■ **What you will do**
Count the lines of the items below that contain the string "green", matching case exactly. Reply with the number only.

■ **Dataset rows showing where objects appear**

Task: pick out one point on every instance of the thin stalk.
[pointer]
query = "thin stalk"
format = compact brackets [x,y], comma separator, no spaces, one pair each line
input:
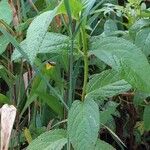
[70,75]
[85,58]
[70,93]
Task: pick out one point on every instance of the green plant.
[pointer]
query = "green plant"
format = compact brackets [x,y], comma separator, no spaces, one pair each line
[121,63]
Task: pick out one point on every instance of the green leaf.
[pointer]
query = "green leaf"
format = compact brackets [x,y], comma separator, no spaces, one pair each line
[87,5]
[52,102]
[3,44]
[52,140]
[37,32]
[142,40]
[106,113]
[102,145]
[146,118]
[74,10]
[83,124]
[52,43]
[106,84]
[5,11]
[125,58]
[137,26]
[110,27]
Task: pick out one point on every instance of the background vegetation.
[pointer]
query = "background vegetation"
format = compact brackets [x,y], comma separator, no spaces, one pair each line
[78,73]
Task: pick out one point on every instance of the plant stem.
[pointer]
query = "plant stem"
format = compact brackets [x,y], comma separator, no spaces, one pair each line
[70,75]
[85,57]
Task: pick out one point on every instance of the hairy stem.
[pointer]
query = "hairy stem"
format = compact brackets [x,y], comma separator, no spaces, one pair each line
[85,57]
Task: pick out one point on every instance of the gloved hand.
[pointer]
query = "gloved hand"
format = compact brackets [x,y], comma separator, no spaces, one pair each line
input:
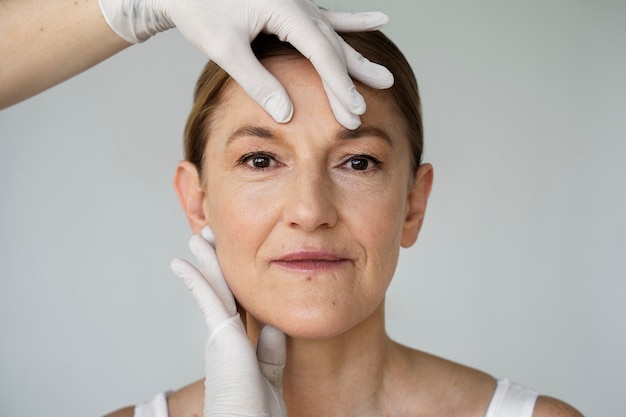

■ **Result of this exercise**
4